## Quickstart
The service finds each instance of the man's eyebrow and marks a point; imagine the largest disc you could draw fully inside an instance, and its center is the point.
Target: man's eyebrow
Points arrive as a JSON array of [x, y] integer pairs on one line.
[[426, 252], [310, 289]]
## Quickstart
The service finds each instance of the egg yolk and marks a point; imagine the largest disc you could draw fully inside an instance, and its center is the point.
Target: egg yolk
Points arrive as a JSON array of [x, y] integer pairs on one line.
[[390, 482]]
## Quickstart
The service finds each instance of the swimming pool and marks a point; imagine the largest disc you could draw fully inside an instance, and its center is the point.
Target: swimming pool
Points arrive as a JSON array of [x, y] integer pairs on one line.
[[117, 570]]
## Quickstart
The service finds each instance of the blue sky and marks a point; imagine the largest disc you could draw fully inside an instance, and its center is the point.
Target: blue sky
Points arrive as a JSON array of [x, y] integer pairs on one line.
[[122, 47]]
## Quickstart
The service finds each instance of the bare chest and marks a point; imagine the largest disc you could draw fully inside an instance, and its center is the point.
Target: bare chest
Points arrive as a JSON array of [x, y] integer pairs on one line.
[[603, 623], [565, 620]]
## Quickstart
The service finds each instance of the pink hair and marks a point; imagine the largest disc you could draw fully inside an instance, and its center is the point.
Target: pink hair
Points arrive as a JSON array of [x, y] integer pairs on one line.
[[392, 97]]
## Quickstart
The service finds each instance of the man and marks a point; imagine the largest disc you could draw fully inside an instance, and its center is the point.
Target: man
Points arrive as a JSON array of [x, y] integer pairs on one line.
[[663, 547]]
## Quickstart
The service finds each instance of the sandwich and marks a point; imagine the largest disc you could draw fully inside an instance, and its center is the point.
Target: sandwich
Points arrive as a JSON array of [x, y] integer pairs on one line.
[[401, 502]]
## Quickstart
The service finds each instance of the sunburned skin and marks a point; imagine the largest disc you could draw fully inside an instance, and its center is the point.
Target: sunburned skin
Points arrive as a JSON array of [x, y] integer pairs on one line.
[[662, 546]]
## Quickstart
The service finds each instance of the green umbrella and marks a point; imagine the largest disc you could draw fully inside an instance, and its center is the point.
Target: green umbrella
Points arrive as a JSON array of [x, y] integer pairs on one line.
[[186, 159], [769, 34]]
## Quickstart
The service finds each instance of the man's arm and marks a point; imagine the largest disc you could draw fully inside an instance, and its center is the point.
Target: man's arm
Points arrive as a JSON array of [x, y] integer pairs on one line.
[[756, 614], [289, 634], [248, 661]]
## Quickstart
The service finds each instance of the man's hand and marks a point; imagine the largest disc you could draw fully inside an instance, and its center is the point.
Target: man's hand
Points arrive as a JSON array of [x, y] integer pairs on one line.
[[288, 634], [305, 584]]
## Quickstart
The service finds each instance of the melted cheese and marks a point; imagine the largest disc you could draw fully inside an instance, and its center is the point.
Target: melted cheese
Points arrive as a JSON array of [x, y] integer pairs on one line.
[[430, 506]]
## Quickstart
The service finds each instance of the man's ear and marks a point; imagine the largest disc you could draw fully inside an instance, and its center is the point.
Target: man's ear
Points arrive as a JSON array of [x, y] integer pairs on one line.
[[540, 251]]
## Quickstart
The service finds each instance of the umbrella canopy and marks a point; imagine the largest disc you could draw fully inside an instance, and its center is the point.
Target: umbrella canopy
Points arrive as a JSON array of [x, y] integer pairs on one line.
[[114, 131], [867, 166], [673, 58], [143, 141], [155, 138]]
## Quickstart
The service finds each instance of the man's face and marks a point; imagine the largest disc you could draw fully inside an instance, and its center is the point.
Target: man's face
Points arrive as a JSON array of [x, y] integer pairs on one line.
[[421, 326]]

########################################

→ DIRECTIONS FOR THIS TASK:
All records are to be retyped precisely.

→ TASK OUTPUT:
## Quickstart
The service finds each instance of the man's eyebrow and marks a point; imagine the largest disc you could draw fully inside an instance, and its center is the point.
Target: man's eyebrow
Points arrive as a JSON array of [x, y] integer pairs on one line.
[[426, 252], [310, 289]]
## Quickstart
The service finds each instance of the egg yolk and marks a point; imagine the largest disc you could draw fully inside an instance, and its center is the point.
Target: egg yolk
Points arrive as a JSON array of [x, y] integer pairs on one line.
[[390, 482]]
## Quickstart
The service finds each instance of the swimming pool and marks a point; imagine the largest disc you could draw fully inside an instance, and its center is the point.
Target: swimming pool
Points arrive as a JSON array of [x, y] integer pairs on one line.
[[117, 570]]
## Quickstart
The service finds each instance of the blue sky and marks a point; imagine the largest disc you could draw fully inside an instance, and its center is the point.
Target: blue sky
Points arrive as a JSON array of [x, y] integer pairs on one line.
[[122, 47]]
## Quickstart
The service finds each instance of the bare chest and marks a point; imagine the largest disc you could draw fully inside an instance, and its center is the point.
Target: bare chest
Points arrive as a JSON array of [x, y] integer pairs on one line.
[[603, 623], [565, 620]]
## Quickstart
The service finds each instance of the pink hair and marks a point; imagine the largest disc you could draw fully inside an instance, and its center is the point.
Target: pink hair
Points arrive as a JSON array of [x, y] integer pairs on one line.
[[392, 97]]
## Quickstart
The service finds each instance of the man and marks a point; imagine the largest disc you could draw fully inside an instance, and its center is the point.
Target: man
Points arrive as a JSON array of [x, y] integer pairs on one line.
[[663, 547]]
## Quickstart
The service finds each instance of the sandwich and marks a point; imagine the largest disc you could draw fully inside an instance, and its center is the point.
Target: sandwich
Points arrive as a JSON array of [x, y] integer pairs on one line.
[[401, 502]]
## Quickstart
The service finds each instance of the sunburned skin and marks a point; imagine the largest disc you could draw fully inside an instance, and its center is the point.
Target: sunburned skin
Points arrive as a JSON array of [x, y] integer pairs on one line.
[[662, 546]]
## Quickstart
The service finds each instance of the green umbrella and marks a point; imagine the largest disc you could draw fully inside an instance, and its center is the point.
Target: green umbrella
Points arrive as a JSON array of [x, y] integer pairs on one line.
[[186, 159], [769, 34]]
## Quickstart
The service finds each instance of the man's arm and marks a point; imagine the largest disc you could draw fully inside an instance, and its center is the point.
Target: man's arm
Points arrive as a JSON array of [x, y] integer pairs on one line.
[[756, 614], [289, 634], [248, 661]]
## Quickstart
The service finds each instance of the man's hand and marks a point; imagine the largest disc you could draw fully inside an instance, and its center is the point.
Target: man's hand
Points arrive as a JSON array of [x, y] integer pairs on one line.
[[288, 634], [305, 584]]
## Quickstart
The service finds each instance of the melted cheese and marks a point; imagine the largest disc you could draw fully inside an instance, and its center is the point.
Target: melted cheese
Points arrive as a JSON array of [x, y] integer pairs on one line.
[[430, 506]]
## Quickstart
The service finds each instance of the man's ear and marks a point; imagine the largest disc you could draw fully inside an instance, and its center is the point.
Target: man's ear
Points arrive as a JSON array of [x, y] integer pairs on one line.
[[540, 251]]
## Quickstart
The service finds each instance of the umbrella canopy and marks a point; imagine the largest disc you could draw fully inside an instance, and its center is the point.
Target: umbrella canopy
Points arrive as a JSON array of [x, y] integer pairs on one line.
[[114, 131], [867, 166], [673, 58], [143, 141], [155, 138]]
## Quickstart
The service finds each instance of the man's face and marks a point; imagine the largest disc you could draw fully inside an instance, and its center is the point.
Target: man's face
Points arrive as a JSON array of [x, y] integer pairs on one line.
[[421, 326]]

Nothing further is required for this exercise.